Items from a dataset
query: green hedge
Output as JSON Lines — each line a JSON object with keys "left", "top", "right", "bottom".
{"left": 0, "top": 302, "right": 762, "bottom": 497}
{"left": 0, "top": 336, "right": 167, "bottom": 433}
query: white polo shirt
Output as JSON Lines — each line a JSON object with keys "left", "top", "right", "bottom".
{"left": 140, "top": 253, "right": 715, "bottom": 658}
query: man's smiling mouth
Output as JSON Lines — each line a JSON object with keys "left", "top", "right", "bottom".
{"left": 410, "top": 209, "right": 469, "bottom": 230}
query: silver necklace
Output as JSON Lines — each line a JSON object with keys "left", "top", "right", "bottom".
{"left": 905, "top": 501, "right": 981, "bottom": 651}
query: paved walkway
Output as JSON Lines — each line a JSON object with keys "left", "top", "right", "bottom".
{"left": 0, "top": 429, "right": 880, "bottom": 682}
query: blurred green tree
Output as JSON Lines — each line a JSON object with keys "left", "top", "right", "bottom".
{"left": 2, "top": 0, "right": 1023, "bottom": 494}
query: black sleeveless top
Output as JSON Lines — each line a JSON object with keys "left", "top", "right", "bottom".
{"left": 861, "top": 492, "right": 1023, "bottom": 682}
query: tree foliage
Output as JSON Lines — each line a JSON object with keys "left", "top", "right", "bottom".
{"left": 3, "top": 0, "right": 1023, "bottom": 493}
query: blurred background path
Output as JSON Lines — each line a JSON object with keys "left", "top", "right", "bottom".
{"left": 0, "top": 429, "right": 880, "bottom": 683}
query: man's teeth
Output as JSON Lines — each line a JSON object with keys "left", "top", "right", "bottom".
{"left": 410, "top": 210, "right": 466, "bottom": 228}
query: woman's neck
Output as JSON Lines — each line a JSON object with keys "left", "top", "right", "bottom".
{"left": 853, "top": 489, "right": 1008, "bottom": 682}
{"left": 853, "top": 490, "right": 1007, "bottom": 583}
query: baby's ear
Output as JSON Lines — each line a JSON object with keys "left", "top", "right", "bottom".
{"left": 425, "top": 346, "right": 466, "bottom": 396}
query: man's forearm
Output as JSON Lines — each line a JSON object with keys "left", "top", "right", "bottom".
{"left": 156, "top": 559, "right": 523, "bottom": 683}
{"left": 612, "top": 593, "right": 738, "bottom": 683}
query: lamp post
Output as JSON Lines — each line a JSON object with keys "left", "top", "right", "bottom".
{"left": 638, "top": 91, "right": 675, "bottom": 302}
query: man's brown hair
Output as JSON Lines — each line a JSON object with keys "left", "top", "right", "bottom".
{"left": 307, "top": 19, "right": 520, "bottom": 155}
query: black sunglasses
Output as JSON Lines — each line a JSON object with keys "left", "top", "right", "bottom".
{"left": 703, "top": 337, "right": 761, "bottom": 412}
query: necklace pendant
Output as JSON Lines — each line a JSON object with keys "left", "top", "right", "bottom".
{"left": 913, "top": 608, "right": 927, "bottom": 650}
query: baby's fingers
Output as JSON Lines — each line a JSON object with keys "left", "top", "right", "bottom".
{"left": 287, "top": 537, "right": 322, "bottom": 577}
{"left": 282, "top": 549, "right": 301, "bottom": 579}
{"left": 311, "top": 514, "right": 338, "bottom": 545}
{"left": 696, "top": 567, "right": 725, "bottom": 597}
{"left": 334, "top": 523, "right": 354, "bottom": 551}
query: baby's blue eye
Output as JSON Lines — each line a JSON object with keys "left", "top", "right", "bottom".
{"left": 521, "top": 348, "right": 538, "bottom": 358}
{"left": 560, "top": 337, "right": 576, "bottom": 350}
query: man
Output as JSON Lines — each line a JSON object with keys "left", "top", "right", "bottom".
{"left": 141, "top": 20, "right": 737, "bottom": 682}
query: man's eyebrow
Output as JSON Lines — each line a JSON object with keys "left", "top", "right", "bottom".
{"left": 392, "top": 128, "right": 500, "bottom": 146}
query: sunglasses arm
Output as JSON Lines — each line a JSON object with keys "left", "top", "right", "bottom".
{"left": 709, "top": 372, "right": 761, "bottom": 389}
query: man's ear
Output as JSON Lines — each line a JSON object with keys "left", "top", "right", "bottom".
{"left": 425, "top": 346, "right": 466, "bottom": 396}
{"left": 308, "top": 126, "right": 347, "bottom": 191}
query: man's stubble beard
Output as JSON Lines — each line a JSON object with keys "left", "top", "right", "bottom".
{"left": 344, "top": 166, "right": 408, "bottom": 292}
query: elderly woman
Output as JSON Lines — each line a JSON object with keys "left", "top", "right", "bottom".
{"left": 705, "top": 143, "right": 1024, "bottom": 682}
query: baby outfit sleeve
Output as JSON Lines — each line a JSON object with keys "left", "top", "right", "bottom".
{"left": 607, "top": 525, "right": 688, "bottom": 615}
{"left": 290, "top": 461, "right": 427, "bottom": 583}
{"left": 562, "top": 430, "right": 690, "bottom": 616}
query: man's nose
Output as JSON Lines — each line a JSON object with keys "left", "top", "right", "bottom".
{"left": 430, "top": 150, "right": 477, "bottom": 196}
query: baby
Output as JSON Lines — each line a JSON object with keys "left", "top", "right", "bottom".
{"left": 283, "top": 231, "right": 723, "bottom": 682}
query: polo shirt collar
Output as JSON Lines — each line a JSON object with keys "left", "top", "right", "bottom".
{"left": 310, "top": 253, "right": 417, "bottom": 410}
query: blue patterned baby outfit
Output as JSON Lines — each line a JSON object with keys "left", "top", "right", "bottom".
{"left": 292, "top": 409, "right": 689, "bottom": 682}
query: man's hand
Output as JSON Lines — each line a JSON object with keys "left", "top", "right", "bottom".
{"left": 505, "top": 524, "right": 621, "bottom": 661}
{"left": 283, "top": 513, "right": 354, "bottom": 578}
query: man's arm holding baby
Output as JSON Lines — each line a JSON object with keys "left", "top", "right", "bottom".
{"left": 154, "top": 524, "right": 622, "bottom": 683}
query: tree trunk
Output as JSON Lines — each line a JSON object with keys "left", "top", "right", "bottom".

» Work task
The entries need to be set down again in full, with no word changed.

» Exercise result
query: green hedge
Output as JSON Lines — each line a JSON object with keys "left", "top", "right", "bottom".
{"left": 0, "top": 302, "right": 762, "bottom": 497}
{"left": 0, "top": 336, "right": 167, "bottom": 433}
query: white polo shirt
Output as JSON Lines — each line a JSON object with keys "left", "top", "right", "bottom".
{"left": 140, "top": 253, "right": 715, "bottom": 658}
query: man's smiling mouth
Output as JSON Lines — each line a JSON object with keys "left", "top", "right", "bottom".
{"left": 410, "top": 209, "right": 469, "bottom": 230}
query: silver necklace
Output as JSON Lines — each line a JSON object with keys "left", "top", "right", "bottom".
{"left": 905, "top": 501, "right": 981, "bottom": 651}
query: paved walkway
Output as JSON Lines — each line a JSON object with keys "left", "top", "right", "bottom".
{"left": 0, "top": 429, "right": 880, "bottom": 682}
query: blurred green tree
Output as JSON Lines — each line a JSON object with keys "left", "top", "right", "bottom".
{"left": 2, "top": 0, "right": 1023, "bottom": 494}
query: black sleeveless top
Output as JSON Lines — each line a JSON object with keys "left", "top", "right", "bottom".
{"left": 861, "top": 492, "right": 1023, "bottom": 682}
query: tree foliage
Output as JSON Lines — each line a JSON object with keys "left", "top", "right", "bottom".
{"left": 3, "top": 0, "right": 1023, "bottom": 493}
query: blurred background path
Output as JSON Lines — each line a JSON object with keys "left", "top", "right", "bottom".
{"left": 0, "top": 429, "right": 880, "bottom": 683}
query: man's teeth
Output as JSON Lines — each line a JSON object with keys "left", "top", "right", "bottom".
{"left": 410, "top": 210, "right": 466, "bottom": 228}
query: woman's neck
Output as JSON Lines — each line a JSON object with keys "left", "top", "right", "bottom".
{"left": 853, "top": 489, "right": 1008, "bottom": 682}
{"left": 853, "top": 490, "right": 1007, "bottom": 583}
query: baby's ear
Output as JSON Lines — each line a JSON object with keys "left", "top", "right", "bottom".
{"left": 425, "top": 346, "right": 466, "bottom": 396}
query: man's forearm
Output as JSON Lines — each line a JSON object with keys "left", "top", "right", "bottom".
{"left": 156, "top": 559, "right": 523, "bottom": 683}
{"left": 612, "top": 593, "right": 738, "bottom": 683}
query: lamp post
Output as JSON Lines — each line a JSON object with keys "left", "top", "right", "bottom".
{"left": 638, "top": 91, "right": 675, "bottom": 302}
query: man's brown hair
Output as JSON Lines — each line a JSON object with keys "left", "top", "right", "bottom".
{"left": 307, "top": 19, "right": 520, "bottom": 155}
query: black sunglasses
Output as JSON Lines — each line a JSON object with keys "left", "top", "right", "bottom".
{"left": 703, "top": 337, "right": 761, "bottom": 412}
query: necklace pendant
Output as JSON Lines — each line a JSON object with keys "left", "top", "right", "bottom".
{"left": 913, "top": 608, "right": 927, "bottom": 650}
query: baby's fingers
Output as JSON Lines — each line a JSON object with keys "left", "top", "right", "bottom".
{"left": 287, "top": 537, "right": 322, "bottom": 577}
{"left": 282, "top": 549, "right": 301, "bottom": 579}
{"left": 311, "top": 514, "right": 338, "bottom": 545}
{"left": 696, "top": 567, "right": 725, "bottom": 597}
{"left": 334, "top": 523, "right": 354, "bottom": 551}
query: baby's blue eye
Output as JSON Lines — each line a JSON object with keys "left", "top", "right", "bottom".
{"left": 521, "top": 348, "right": 538, "bottom": 358}
{"left": 560, "top": 337, "right": 576, "bottom": 350}
query: man
Output as JSON Lines — each line a JSON object with keys "left", "top", "right", "bottom".
{"left": 141, "top": 20, "right": 737, "bottom": 682}
query: man's eyebrow
Output as JSON Lines — each line a JSON object with keys "left", "top", "right", "bottom".
{"left": 392, "top": 128, "right": 500, "bottom": 146}
query: sunglasses arm
Output as JSON Lines — each line a JSON object with keys "left", "top", "right", "bottom".
{"left": 709, "top": 372, "right": 761, "bottom": 389}
query: man's ear
Output as JSON Lines — each line a JSON object with keys "left", "top", "right", "bottom".
{"left": 425, "top": 346, "right": 466, "bottom": 396}
{"left": 308, "top": 126, "right": 347, "bottom": 191}
query: man's stubble beard
Output as JSON Lines — each line a JSON object with keys "left", "top", "right", "bottom".
{"left": 344, "top": 166, "right": 408, "bottom": 292}
query: elderly woman
Output as JSON Lines — each line a JSON object with keys "left", "top", "right", "bottom".
{"left": 705, "top": 143, "right": 1024, "bottom": 682}
query: baby outfit sleeve
Output as JSON Lines — each line a JSON object with keys "left", "top", "right", "bottom".
{"left": 607, "top": 525, "right": 688, "bottom": 615}
{"left": 290, "top": 461, "right": 427, "bottom": 583}
{"left": 562, "top": 430, "right": 690, "bottom": 616}
query: man's nose
Output as JSON Lines — each line a JSON object with keys "left", "top", "right", "bottom".
{"left": 430, "top": 150, "right": 477, "bottom": 196}
query: baby
Output as JSON Lines — each line a JSON object with keys "left", "top", "right", "bottom".
{"left": 283, "top": 231, "right": 723, "bottom": 682}
query: polo shirt collar
Output as JSON Lines — each line a JSON object with keys "left", "top", "right", "bottom".
{"left": 310, "top": 253, "right": 417, "bottom": 410}
query: blue patterned baby outfit
Output as JSON Lines — each line a JSON object with keys "left", "top", "right", "bottom".
{"left": 292, "top": 409, "right": 689, "bottom": 682}
query: man's hand
Output as JSON Lines — each line a JSON object with keys "left", "top", "right", "bottom".
{"left": 505, "top": 524, "right": 621, "bottom": 661}
{"left": 283, "top": 513, "right": 354, "bottom": 578}
query: man's arm holding baby
Output as JSON Lines — each line a JSON object with keys "left", "top", "right", "bottom".
{"left": 154, "top": 524, "right": 622, "bottom": 683}
query: tree trunk
Output as JSON Lines — each line a JSON object with keys "left", "top", "right", "bottom".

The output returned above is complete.